***** Excerpted data *****
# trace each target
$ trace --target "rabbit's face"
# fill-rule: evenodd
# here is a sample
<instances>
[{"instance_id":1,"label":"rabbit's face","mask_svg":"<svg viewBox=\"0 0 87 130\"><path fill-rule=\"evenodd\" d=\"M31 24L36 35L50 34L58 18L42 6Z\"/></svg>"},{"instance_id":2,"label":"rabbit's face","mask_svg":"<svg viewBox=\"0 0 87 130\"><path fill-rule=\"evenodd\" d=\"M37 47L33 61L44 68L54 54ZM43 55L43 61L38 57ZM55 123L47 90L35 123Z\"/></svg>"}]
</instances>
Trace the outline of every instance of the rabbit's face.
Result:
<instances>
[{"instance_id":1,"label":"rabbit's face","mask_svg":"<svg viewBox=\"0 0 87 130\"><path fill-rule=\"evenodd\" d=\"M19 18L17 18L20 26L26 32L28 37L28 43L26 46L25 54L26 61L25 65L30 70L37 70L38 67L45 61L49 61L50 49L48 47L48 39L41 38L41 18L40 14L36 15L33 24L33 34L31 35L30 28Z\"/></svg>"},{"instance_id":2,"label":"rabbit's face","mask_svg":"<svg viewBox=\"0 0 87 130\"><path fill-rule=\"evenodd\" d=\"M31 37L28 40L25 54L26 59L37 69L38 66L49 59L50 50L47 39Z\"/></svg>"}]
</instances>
*****
> [Problem statement] Reproduce the listing with every "sample" swapped for "demo", changing nothing else.

> [Written answer]
# trace each target
$ trace --target "rabbit's face"
# fill-rule: evenodd
# here is a demo
<instances>
[{"instance_id":1,"label":"rabbit's face","mask_svg":"<svg viewBox=\"0 0 87 130\"><path fill-rule=\"evenodd\" d=\"M31 24L36 35L50 34L58 18L42 6Z\"/></svg>"},{"instance_id":2,"label":"rabbit's face","mask_svg":"<svg viewBox=\"0 0 87 130\"><path fill-rule=\"evenodd\" d=\"M37 47L33 61L44 68L54 54ZM43 55L43 61L38 57ZM55 123L47 90L35 123Z\"/></svg>"}]
</instances>
Trace the outline of every instance of the rabbit's face.
Result:
<instances>
[{"instance_id":1,"label":"rabbit's face","mask_svg":"<svg viewBox=\"0 0 87 130\"><path fill-rule=\"evenodd\" d=\"M19 18L17 18L20 26L26 32L28 37L28 43L26 46L25 54L26 61L25 65L30 70L37 70L38 67L45 61L49 61L50 49L48 47L48 39L41 38L41 18L40 14L36 15L33 24L33 34L31 35L30 28Z\"/></svg>"},{"instance_id":2,"label":"rabbit's face","mask_svg":"<svg viewBox=\"0 0 87 130\"><path fill-rule=\"evenodd\" d=\"M31 37L28 40L25 54L26 59L37 69L38 66L49 59L50 50L47 39Z\"/></svg>"}]
</instances>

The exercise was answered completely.